WHAT TO DO: While leaving the pictures out, set down only the lines from the one with "positive clicks: (471, 550) (474, 550)" through the end of the records, exactly as they stand.

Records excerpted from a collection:
= = = = =
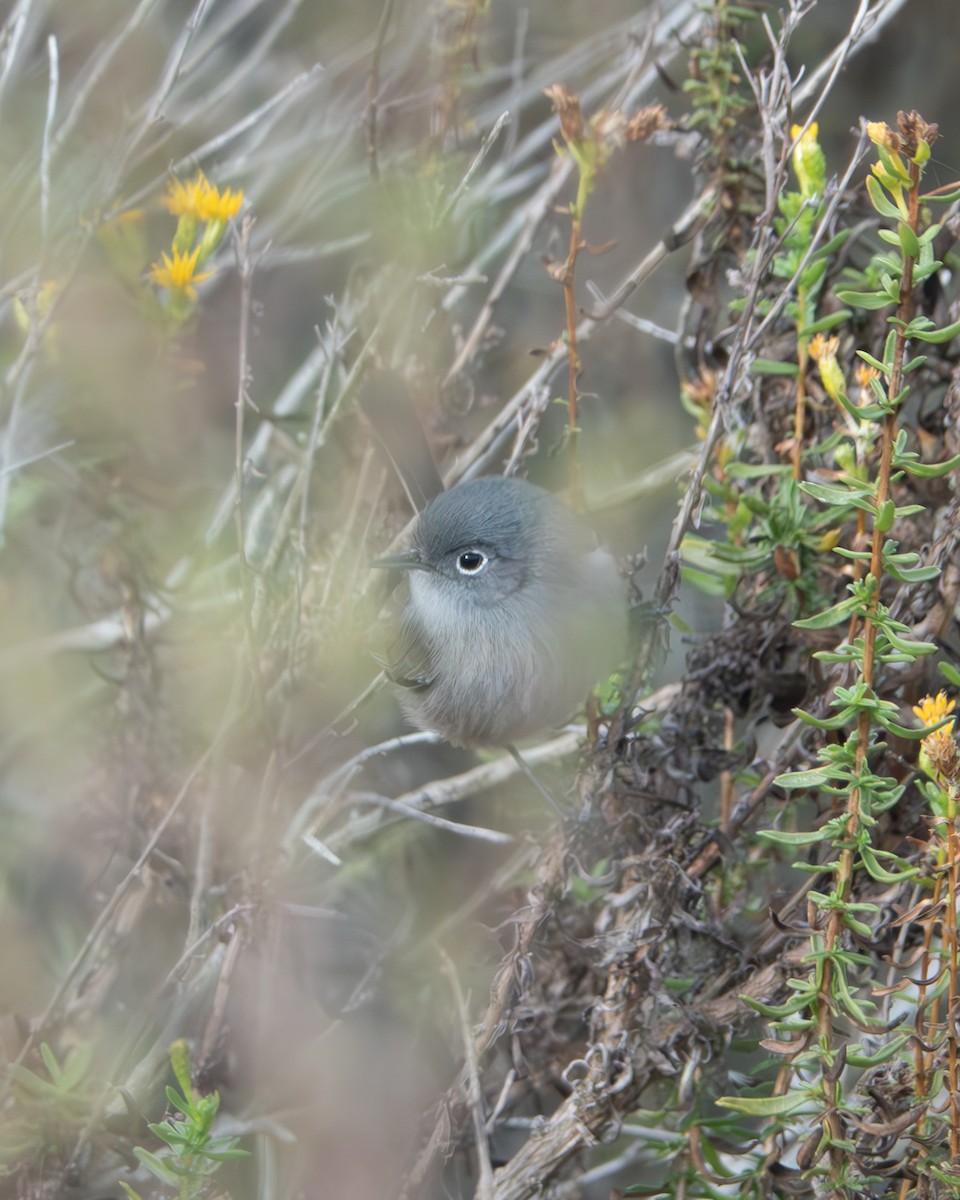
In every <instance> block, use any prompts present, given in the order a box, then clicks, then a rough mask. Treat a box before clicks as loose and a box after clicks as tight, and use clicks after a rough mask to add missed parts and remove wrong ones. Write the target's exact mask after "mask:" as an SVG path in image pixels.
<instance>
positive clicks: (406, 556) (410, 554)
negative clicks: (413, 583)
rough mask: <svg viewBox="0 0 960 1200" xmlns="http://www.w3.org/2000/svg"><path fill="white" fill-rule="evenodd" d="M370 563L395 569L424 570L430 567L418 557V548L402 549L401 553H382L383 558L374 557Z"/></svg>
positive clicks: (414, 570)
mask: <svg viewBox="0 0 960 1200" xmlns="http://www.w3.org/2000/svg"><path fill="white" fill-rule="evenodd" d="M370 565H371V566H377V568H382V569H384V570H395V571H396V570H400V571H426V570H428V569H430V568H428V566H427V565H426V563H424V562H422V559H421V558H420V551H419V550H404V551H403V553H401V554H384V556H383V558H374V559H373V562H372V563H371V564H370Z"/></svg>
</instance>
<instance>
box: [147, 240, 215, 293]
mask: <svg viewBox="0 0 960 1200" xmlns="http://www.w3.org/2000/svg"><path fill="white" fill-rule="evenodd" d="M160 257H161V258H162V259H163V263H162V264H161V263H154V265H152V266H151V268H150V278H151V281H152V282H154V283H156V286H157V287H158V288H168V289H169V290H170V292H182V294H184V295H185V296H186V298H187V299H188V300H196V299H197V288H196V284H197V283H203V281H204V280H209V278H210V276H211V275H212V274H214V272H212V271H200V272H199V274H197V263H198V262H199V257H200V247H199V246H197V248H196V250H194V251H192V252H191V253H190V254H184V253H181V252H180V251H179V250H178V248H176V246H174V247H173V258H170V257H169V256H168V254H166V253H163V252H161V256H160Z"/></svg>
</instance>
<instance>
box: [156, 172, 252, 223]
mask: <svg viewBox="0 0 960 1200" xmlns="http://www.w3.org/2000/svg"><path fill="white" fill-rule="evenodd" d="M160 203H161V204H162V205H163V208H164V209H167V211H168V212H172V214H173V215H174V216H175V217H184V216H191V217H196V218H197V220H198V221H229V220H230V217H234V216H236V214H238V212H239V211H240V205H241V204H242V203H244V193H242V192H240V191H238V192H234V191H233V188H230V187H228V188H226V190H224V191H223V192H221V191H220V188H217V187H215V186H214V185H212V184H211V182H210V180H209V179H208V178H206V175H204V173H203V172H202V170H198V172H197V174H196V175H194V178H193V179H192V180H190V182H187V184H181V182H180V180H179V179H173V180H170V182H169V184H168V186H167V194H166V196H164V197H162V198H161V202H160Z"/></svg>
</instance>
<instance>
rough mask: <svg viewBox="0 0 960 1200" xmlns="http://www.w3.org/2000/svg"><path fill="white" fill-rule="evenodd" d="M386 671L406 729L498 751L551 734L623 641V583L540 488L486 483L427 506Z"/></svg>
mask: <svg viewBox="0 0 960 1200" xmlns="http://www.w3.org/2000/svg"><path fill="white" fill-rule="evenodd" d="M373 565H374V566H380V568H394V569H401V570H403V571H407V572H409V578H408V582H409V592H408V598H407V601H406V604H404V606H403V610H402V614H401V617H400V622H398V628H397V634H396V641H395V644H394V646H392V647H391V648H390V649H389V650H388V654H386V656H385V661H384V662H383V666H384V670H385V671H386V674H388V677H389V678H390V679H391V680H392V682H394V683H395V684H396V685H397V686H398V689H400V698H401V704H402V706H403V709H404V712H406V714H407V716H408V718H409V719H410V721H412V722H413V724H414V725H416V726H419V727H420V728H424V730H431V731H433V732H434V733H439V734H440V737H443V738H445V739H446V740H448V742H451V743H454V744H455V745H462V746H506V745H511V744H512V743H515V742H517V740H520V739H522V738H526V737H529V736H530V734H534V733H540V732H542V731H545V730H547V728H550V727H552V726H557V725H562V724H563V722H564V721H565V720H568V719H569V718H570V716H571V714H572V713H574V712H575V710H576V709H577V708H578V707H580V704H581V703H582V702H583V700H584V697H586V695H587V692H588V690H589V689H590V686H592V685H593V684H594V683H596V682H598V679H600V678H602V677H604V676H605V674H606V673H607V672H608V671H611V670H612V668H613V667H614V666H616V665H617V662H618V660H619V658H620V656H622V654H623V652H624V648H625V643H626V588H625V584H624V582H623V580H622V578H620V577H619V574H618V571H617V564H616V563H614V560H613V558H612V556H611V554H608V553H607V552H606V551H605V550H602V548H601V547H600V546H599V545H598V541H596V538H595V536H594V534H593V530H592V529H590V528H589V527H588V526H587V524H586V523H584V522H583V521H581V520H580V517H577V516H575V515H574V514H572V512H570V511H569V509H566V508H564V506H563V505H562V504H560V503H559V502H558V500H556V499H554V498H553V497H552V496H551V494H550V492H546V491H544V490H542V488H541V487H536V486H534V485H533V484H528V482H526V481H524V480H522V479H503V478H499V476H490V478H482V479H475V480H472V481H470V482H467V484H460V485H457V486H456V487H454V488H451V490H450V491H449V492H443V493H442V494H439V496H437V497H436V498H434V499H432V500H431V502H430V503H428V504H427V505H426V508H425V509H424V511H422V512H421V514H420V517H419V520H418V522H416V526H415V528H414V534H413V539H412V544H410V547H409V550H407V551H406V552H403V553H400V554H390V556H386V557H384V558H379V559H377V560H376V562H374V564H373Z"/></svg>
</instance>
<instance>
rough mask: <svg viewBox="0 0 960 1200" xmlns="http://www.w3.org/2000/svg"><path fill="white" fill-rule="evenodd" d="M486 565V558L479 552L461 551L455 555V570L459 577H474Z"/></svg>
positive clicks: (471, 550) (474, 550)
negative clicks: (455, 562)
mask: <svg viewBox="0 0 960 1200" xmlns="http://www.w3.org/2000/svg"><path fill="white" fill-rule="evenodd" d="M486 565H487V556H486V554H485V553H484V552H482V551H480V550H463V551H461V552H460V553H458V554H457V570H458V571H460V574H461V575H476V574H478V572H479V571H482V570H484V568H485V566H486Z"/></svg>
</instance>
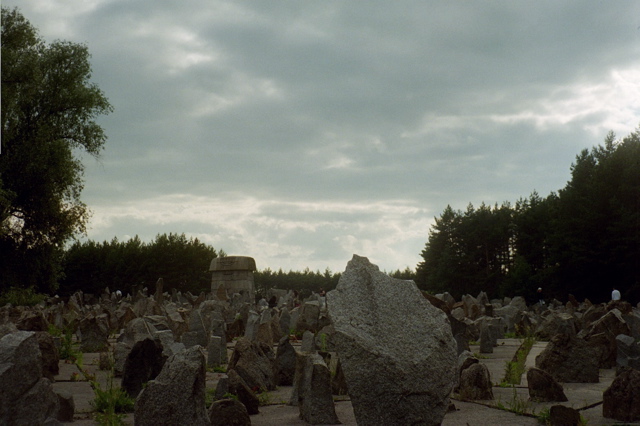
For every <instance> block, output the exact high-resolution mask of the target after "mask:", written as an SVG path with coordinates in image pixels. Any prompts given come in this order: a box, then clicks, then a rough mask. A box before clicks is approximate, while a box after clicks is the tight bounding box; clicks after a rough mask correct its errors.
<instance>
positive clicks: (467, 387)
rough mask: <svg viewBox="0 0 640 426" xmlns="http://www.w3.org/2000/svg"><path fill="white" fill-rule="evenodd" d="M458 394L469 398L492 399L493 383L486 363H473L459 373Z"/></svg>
= = = = =
EXERCISE SOLUTION:
positive clicks: (471, 550) (474, 550)
negative clicks: (455, 562)
mask: <svg viewBox="0 0 960 1200" xmlns="http://www.w3.org/2000/svg"><path fill="white" fill-rule="evenodd" d="M486 565H487V556H486V554H485V553H484V552H482V551H480V550H463V551H461V552H460V553H458V554H457V570H458V571H460V574H461V575H476V574H478V572H479V571H482V570H484V568H485V566H486Z"/></svg>
</instance>
For every <instance> block, output the exact high-resolution mask of the target after "mask:", written as an SVG path with coordinates in image pixels. Any prompts given come in this order: a box, then clicks, then a rough mask. A box before clicks is approximate, while a box after clicks is the tight bounding box; clicks after a rough mask correct its errors.
<instance>
positive clicks: (467, 387)
rough mask: <svg viewBox="0 0 640 426" xmlns="http://www.w3.org/2000/svg"><path fill="white" fill-rule="evenodd" d="M458 394L469 398L492 399L493 383L486 363H473L459 373Z"/></svg>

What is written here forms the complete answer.